### DATA FOR THIS TASK

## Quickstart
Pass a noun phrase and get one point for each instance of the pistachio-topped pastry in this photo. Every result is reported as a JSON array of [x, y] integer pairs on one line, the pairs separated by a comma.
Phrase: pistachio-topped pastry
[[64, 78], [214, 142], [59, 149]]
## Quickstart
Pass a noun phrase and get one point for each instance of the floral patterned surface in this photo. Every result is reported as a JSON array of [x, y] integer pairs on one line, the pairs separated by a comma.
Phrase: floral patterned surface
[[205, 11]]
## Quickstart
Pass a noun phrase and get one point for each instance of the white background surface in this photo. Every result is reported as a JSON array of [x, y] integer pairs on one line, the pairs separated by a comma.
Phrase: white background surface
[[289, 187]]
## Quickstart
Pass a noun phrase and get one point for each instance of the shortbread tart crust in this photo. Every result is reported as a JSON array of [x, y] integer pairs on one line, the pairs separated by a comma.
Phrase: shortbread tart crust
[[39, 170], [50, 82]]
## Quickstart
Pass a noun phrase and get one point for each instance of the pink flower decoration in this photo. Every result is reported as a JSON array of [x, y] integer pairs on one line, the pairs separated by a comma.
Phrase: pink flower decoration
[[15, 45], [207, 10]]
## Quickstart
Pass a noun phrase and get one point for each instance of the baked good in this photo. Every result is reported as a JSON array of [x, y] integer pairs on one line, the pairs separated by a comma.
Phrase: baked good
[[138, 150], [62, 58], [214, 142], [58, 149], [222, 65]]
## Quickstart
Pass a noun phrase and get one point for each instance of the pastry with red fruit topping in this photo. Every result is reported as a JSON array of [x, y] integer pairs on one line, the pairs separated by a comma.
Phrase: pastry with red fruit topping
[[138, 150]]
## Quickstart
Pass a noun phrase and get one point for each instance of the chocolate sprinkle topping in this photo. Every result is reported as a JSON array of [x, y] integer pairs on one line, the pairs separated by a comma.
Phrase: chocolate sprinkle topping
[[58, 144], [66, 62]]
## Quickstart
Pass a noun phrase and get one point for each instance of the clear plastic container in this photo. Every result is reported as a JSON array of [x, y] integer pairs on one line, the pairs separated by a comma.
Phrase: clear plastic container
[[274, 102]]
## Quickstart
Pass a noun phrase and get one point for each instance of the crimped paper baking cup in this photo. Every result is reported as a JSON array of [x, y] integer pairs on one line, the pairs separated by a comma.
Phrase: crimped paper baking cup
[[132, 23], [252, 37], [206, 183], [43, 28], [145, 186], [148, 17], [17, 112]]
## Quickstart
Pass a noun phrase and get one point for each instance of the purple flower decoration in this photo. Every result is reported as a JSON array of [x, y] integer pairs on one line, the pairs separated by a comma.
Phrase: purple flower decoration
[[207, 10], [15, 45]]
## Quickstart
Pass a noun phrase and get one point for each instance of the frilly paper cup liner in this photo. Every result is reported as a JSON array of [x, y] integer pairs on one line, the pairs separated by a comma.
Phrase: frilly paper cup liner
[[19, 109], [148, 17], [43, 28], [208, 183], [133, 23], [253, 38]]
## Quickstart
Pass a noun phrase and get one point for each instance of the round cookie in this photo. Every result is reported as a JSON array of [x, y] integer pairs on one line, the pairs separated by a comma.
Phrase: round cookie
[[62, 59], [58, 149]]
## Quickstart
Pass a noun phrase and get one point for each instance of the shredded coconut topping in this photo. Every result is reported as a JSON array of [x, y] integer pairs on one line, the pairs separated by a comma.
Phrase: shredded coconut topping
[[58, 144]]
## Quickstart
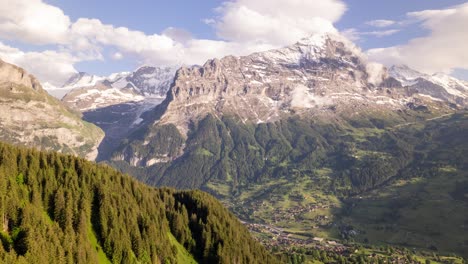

### WHAT IS ASKED
Copy all of the items above word for word, leaving out the pictures.

### EXPECTED OUTPUT
## Quickstart
Pass a noun phrase and get one point for each instance of the pistachio-topped pastry in this photo. Every result is reported as a JSON array of [x, y] integer pairs on one line, the pairs separated by a comma.
Phrase: pistachio-topped pastry
[[64, 78], [214, 142], [59, 149]]
## Quickstart
Pass a noun phrase and get one point for each instance of the floral patterned surface in this photo. Every result is reported as a JSON array of [x, y] integer pairs on one line, the pairs separated by a comma.
Phrase: floral patterned surface
[[205, 11]]
## Quickstart
Pass a noun phrase and get one point for each instance of the white background surface in this photo. Every result is reported as a JSON array of [x, y] integer pairs on one line, the pairs separated by a comma.
Phrase: white background surface
[[289, 187]]
## Quickstart
Pass a noun phrase and get one point for each instance of the shortbread tart crust in this photo. Every result is reported as a JSON array of [x, y] integer pairs on one line, the pairs separated by a comma.
Phrase: shortbread tart crust
[[39, 170], [50, 82]]
## Quickstart
Pass a noun phrase and get one point for each instance of the pink flower decoration in this photo. Every result is reported as a JSON array of [x, y] integer pairs on one line, the pairs separated by a comma.
Phrase: pink flower decoration
[[15, 45], [207, 10]]
## Quickstart
Pass a noun phrase and get one point for each instance of the baked good in this photo. Every result is reported as a JSON array of [x, y] integer pairs on one line, the pairs separated by a comma.
Phrase: baked good
[[138, 150], [62, 58], [214, 142], [58, 149], [222, 65]]
## Quickstart
Pass a noun phrase and get one point for each instance of the pastry with red fruit topping in this photo. Every result is reported as a JSON array of [x, y] integer pairs on one line, the pairs separated by a comma.
Phrase: pastry with red fruit topping
[[138, 150]]
## Quickstart
Pass a noun phrase and get one point for each instance of the chocolate sprinkle topping in this photo. Every result is reported as a JSON array of [x, y] integer pairs on one line, the pairs separated by a comma.
Phrase: chocolate sprinkle topping
[[58, 144], [66, 62]]
## Quickstart
Pass a noun phrase and get one point for each instance of the clear plastic container in this photo. Every result is reported as a JSON array of [x, y] integer pairs on one line, the pairs separated by a comma.
Phrase: clear plastic container
[[274, 102]]
## Quickstart
Pass a noun phrase and get one point for each instance of the crimped paper baking cup in this photo. Every result is reported as a JSON array of [x, y] integer pairs on one line, the pairs separated by a comma.
Phrase: crimped paper baking cup
[[132, 23], [252, 37], [206, 183], [43, 28], [145, 186], [148, 17], [17, 112]]
## Quickstart
Pass a noun phrase and get one point for each instance of the purple flower decoration in this photo. Every result is reported as a JSON array of [x, y] integer pairs on one line, the pairs separated by a comma.
Phrase: purple flower decoration
[[207, 10], [15, 45]]
## Quickstart
Pass a noun phrase and get one point for each instance of the frilly paper cup liner in this photo. Every result is reported as a JSON array of [x, y] integer pairs on one line, the pairs separated by a comma.
Phrase: frilly paper cup liner
[[19, 109], [148, 17], [43, 28], [208, 183], [133, 23], [253, 38]]
## Quickstart
Pass a noun phrase and get one point for each instance of the round cookie in this photo. Every result is reported as a JSON array of [x, y] integer pairs on one line, the pairs separated by a comma.
Phrase: round cookie
[[62, 59], [58, 149]]
## Quickstart
Pass a noun phrase and get one point for each instance of the shredded coconut topping in this photo. Every result is reported as a JSON array of [x, y] integer pairs on one line, the pairs separated by a comma.
Phrase: shredded coconut topping
[[58, 144]]
## Quickstart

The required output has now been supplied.